▶ WORK INSTRUCTIONS:
Write out every line below as a JSON list of strings, one string per line, leaving out any blank lines.

▶ PROVIDED DATA:
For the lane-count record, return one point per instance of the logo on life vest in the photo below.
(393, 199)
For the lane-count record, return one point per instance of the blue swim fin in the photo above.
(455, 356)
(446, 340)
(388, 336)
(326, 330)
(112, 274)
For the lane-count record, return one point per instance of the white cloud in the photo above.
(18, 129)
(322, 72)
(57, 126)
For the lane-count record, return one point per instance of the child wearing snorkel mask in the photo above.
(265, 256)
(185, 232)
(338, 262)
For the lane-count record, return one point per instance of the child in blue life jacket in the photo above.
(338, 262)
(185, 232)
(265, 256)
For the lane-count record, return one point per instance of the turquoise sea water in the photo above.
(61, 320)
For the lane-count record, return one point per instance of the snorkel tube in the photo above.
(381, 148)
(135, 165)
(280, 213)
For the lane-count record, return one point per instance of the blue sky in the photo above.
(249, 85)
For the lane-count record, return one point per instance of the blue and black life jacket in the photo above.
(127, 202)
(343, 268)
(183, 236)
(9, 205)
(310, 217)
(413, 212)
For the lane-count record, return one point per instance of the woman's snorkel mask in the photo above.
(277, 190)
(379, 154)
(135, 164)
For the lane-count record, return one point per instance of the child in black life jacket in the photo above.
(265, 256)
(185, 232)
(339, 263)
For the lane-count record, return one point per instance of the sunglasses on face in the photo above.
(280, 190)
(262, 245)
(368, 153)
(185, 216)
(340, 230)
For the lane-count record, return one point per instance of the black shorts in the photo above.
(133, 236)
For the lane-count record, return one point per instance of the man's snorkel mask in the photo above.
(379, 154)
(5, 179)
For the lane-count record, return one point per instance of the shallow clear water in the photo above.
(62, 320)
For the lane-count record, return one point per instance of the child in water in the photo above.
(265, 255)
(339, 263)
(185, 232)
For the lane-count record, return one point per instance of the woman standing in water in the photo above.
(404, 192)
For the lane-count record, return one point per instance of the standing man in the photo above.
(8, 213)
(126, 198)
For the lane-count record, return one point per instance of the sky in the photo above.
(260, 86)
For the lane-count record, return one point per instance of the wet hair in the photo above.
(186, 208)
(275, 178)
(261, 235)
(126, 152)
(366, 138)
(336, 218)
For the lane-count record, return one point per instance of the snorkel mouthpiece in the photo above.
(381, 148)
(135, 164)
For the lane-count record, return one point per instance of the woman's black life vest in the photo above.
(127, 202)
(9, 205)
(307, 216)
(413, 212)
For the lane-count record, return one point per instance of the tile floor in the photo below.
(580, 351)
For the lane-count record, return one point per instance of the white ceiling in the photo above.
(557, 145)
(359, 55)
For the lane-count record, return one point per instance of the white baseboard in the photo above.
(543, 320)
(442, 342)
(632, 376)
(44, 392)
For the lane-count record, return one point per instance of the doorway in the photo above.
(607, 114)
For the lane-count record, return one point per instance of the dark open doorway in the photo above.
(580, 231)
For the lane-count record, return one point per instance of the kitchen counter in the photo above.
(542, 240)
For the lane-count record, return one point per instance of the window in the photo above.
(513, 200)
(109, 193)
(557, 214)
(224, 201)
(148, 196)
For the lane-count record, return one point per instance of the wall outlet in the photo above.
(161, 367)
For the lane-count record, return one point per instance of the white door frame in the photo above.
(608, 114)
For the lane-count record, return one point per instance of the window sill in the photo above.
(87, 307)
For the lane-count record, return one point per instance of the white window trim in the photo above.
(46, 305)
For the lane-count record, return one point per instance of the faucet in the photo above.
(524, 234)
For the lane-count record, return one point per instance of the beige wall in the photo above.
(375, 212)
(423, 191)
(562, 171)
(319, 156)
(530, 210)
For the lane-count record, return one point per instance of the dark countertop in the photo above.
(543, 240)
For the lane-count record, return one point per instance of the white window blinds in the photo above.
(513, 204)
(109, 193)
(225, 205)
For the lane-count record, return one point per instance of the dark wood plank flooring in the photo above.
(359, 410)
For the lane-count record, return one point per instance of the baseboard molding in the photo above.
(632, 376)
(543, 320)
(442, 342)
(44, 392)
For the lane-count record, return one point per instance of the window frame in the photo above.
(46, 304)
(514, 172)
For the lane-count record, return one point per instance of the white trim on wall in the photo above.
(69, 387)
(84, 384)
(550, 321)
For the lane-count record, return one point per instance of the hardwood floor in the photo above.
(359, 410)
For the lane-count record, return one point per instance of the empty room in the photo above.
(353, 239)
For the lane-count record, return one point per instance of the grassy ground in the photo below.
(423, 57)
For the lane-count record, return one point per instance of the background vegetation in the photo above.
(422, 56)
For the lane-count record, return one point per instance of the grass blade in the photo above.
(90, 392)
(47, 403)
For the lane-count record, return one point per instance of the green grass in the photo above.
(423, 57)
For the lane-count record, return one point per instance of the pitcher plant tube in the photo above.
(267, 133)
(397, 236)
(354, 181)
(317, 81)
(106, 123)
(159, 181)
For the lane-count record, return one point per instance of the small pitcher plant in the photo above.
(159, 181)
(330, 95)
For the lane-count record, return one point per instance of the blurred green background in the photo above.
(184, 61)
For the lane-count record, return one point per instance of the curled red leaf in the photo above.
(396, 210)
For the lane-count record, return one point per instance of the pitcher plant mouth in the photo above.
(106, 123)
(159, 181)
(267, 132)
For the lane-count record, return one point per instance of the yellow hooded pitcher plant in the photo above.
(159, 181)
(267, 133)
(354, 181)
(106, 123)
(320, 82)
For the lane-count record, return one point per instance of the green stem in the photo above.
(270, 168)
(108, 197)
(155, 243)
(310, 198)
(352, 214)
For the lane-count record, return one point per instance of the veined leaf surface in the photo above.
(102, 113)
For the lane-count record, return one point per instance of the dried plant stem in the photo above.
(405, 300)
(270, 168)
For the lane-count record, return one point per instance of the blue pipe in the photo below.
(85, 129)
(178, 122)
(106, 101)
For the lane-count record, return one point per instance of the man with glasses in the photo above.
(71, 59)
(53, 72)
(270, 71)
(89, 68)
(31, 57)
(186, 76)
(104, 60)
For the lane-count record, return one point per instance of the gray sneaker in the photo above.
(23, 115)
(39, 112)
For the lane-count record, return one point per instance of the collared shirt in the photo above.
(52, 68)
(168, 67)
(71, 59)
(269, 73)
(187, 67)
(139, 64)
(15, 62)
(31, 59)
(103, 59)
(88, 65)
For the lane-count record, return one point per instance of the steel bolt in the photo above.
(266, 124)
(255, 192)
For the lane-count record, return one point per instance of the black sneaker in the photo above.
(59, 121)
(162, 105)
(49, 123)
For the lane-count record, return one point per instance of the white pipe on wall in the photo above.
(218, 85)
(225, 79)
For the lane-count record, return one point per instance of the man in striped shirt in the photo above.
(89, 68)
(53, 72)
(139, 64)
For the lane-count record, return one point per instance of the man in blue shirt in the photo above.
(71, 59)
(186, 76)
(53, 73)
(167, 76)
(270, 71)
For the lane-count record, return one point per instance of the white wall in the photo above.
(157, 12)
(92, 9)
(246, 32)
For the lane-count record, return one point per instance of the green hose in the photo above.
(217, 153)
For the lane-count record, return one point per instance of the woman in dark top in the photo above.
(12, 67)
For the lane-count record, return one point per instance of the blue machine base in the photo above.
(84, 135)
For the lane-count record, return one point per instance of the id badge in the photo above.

▶ WRITTEN RESPONSE:
[
  "For the lane-count record, return one point per instance of the logo on life vest in the photo below.",
  "(393, 199)",
  "For the lane-count record, return one point per instance of the blue swim fin in the photo above.",
  "(455, 356)",
  "(446, 340)",
  "(388, 336)",
  "(326, 330)",
  "(112, 274)",
  "For the lane-count record, return one point per instance of the white cloud in the photo above.",
  "(18, 129)",
  "(322, 72)",
  "(57, 126)",
  "For the lane-count record, return one point per instance of the child wearing snorkel mask in the photo above.",
  "(265, 256)",
  "(185, 232)",
  "(338, 262)",
  "For the lane-count record, return one point per instance of the child in blue life jacket in the photo above.",
  "(338, 262)",
  "(185, 232)",
  "(265, 256)",
  "For the lane-count record, return one point per instance of the turquoise sea water in the photo above.",
  "(61, 320)",
  "For the lane-count record, return one point per instance of the snorkel tube in the photo above.",
  "(381, 148)",
  "(135, 165)",
  "(280, 213)",
  "For the lane-count record, return one point per instance of the blue sky in the photo above.",
  "(249, 85)",
  "For the lane-count record, return one point per instance of the blue and black life jacket in the photo above.",
  "(127, 202)",
  "(343, 268)",
  "(183, 236)",
  "(9, 205)",
  "(310, 217)",
  "(413, 212)",
  "For the lane-count record, return one point per instance of the woman's snorkel mask in the photo above.",
  "(277, 190)",
  "(379, 154)",
  "(135, 164)",
  "For the lane-count record, return one point per instance of the child in black life jacket in the photo above.",
  "(265, 256)",
  "(185, 232)",
  "(339, 263)",
  "For the lane-count record, return one point per instance of the sunglasses on face in the photo above.",
  "(280, 190)",
  "(262, 245)",
  "(368, 153)",
  "(185, 216)",
  "(340, 230)",
  "For the lane-count record, return one point per instance of the black shorts in the photo above.",
  "(133, 236)",
  "For the lane-count record, return one point per instance of the man's snorkel mask in the photo above.",
  "(379, 154)",
  "(5, 179)",
  "For the lane-count record, return one point per instance of the shallow clear water in the photo above.",
  "(62, 320)",
  "For the lane-count record, return one point per instance of the child in water in the photo above.",
  "(265, 255)",
  "(339, 263)",
  "(185, 232)",
  "For the lane-count record, return one point per instance of the woman standing in water in the photo above.",
  "(404, 192)",
  "For the lane-count record, return one point per instance of the standing man in the photo above.",
  "(8, 213)",
  "(126, 198)",
  "For the lane-count record, return one point per instance of the sky in the photo above.",
  "(260, 86)",
  "For the lane-count record, return one point per instance of the wet hair in the photo above.",
  "(186, 208)",
  "(275, 178)",
  "(261, 235)",
  "(126, 152)",
  "(366, 138)",
  "(336, 218)",
  "For the lane-count record, return one point per instance of the snorkel mouthpiece in the photo above.",
  "(381, 148)",
  "(135, 164)",
  "For the lane-count record, return one point per instance of the woman's black life vest in the photo above.",
  "(127, 202)",
  "(9, 205)",
  "(307, 216)",
  "(413, 212)",
  "For the lane-count record, return one point per instance of the tile floor in the photo below.",
  "(580, 351)",
  "For the lane-count record, return one point per instance of the white ceiling in the photo above.",
  "(557, 145)",
  "(359, 55)",
  "For the lane-count record, return one point per instance of the white baseboard in the photo above.",
  "(543, 320)",
  "(442, 342)",
  "(632, 376)",
  "(44, 392)",
  "For the lane-count record, return one point per instance of the doorway in the photo above.",
  "(607, 114)",
  "For the lane-count record, return one point per instance of the dark open doorway in the photo above.",
  "(580, 231)",
  "For the lane-count record, return one point per instance of the kitchen counter in the photo above.",
  "(542, 240)",
  "For the lane-count record, return one point per instance of the window in the photo above.",
  "(513, 200)",
  "(109, 193)",
  "(557, 214)",
  "(224, 201)",
  "(148, 196)",
  "For the lane-count record, return one point per instance of the wall outlet in the photo above.",
  "(161, 367)",
  "For the lane-count record, return one point per instance of the white door frame in the photo above.",
  "(608, 114)",
  "For the lane-count record, return one point per instance of the window sill in the photo above.",
  "(87, 307)",
  "For the lane-count record, return one point per instance of the white window trim in the photo above.",
  "(46, 305)",
  "For the lane-count record, return one point per instance of the faucet in the photo above.",
  "(524, 234)",
  "For the lane-count record, return one point per instance of the beige wall in the photo above.",
  "(375, 212)",
  "(423, 191)",
  "(562, 171)",
  "(319, 156)",
  "(530, 210)",
  "For the lane-count record, return one point per instance of the dark countertop in the photo above.",
  "(543, 240)",
  "For the lane-count record, return one point per instance of the white window blinds in the photo above.",
  "(513, 204)",
  "(109, 193)",
  "(225, 205)",
  "For the lane-count record, return one point per instance of the dark wood plank flooring in the photo above.",
  "(359, 410)",
  "For the lane-count record, return one point per instance of the baseboard molding in the photo above.",
  "(632, 376)",
  "(543, 320)",
  "(442, 342)",
  "(44, 392)",
  "For the lane-count record, return one point per instance of the window frame in the photo above.",
  "(46, 304)",
  "(514, 172)",
  "For the lane-count record, return one point per instance of the white trim on wall in the photo above.",
  "(69, 387)",
  "(84, 384)",
  "(550, 321)",
  "For the lane-count record, return one point per instance of the hardwood floor in the photo above.",
  "(359, 410)",
  "For the lane-count record, return one point per instance of the empty room in the photo above.",
  "(353, 239)",
  "For the lane-count record, return one point per instance of the grassy ground in the photo below.",
  "(423, 57)",
  "For the lane-count record, return one point per instance of the background vegetation in the photo above.",
  "(422, 56)",
  "For the lane-count record, return one point per instance of the grass blade in the photo above.",
  "(90, 392)",
  "(47, 403)",
  "For the lane-count record, return one point per instance of the green grass in the photo above.",
  "(423, 57)",
  "For the lane-count record, return one point per instance of the pitcher plant tube in the photo above.",
  "(267, 133)",
  "(397, 236)",
  "(354, 181)",
  "(317, 81)",
  "(106, 123)",
  "(159, 181)",
  "For the lane-count record, return one point per instance of the small pitcher plant in the photo above.",
  "(159, 181)",
  "(330, 95)",
  "For the lane-count record, return one point per instance of the blurred green background in the photo above.",
  "(184, 61)",
  "For the lane-count record, return one point per instance of the curled red leaf in the photo above.",
  "(396, 210)",
  "For the lane-count record, return one point per instance of the pitcher plant mouth in the photo above.",
  "(106, 123)",
  "(159, 181)",
  "(267, 132)",
  "For the lane-count record, return one point per instance of the yellow hooded pitcher plant in the photo above.",
  "(159, 181)",
  "(267, 133)",
  "(354, 181)",
  "(106, 123)",
  "(320, 82)",
  "For the lane-count record, return one point per instance of the green stem in the photo above.",
  "(270, 168)",
  "(108, 197)",
  "(155, 243)",
  "(310, 198)",
  "(352, 214)",
  "For the lane-count record, return one point per instance of the veined leaf surface in the photo above.",
  "(102, 113)",
  "For the lane-count record, return one point per instance of the dried plant stem in the photo above.",
  "(405, 300)",
  "(270, 168)",
  "For the lane-count record, return one point per instance of the blue pipe in the photo below.",
  "(85, 129)",
  "(178, 122)",
  "(106, 101)",
  "For the lane-count record, return one point per instance of the man with glasses in the photo above.",
  "(71, 59)",
  "(53, 72)",
  "(270, 71)",
  "(89, 68)",
  "(31, 57)",
  "(186, 76)",
  "(104, 60)",
  "For the lane-count record, return one point per instance of the gray sneaker in the photo above.",
  "(23, 115)",
  "(39, 112)",
  "For the lane-count record, return one point per instance of the collared shirt in the photo above.",
  "(52, 68)",
  "(168, 67)",
  "(71, 59)",
  "(269, 73)",
  "(187, 67)",
  "(139, 64)",
  "(15, 62)",
  "(31, 59)",
  "(103, 59)",
  "(88, 65)",
  "For the lane-count record, return one point per instance of the steel bolt in the photo above.",
  "(266, 124)",
  "(255, 192)",
  "For the lane-count record, return one point per instance of the black sneaker in the photo above.",
  "(59, 121)",
  "(162, 105)",
  "(49, 123)",
  "For the lane-count record, return one point per instance of the white pipe on wall in the photo above.",
  "(218, 85)",
  "(225, 79)",
  "For the lane-count record, return one point per instance of the man in striped shirt in the photo above.",
  "(89, 68)",
  "(53, 72)",
  "(139, 64)",
  "For the lane-count record, return one point per instance of the man in blue shirt in the photo above.",
  "(71, 59)",
  "(186, 76)",
  "(53, 73)",
  "(167, 76)",
  "(270, 71)",
  "For the lane-count record, return one point per instance of the white wall in the photo above.",
  "(157, 12)",
  "(92, 9)",
  "(246, 32)",
  "For the lane-count record, return one point per instance of the green hose in the photo above.",
  "(217, 153)",
  "For the lane-count record, return one point per instance of the woman in dark top in the photo above.",
  "(12, 67)",
  "For the lane-count record, return one point per instance of the blue machine base in the photo above.",
  "(84, 135)",
  "For the lane-count record, return one point per instance of the id badge in the photo above."
]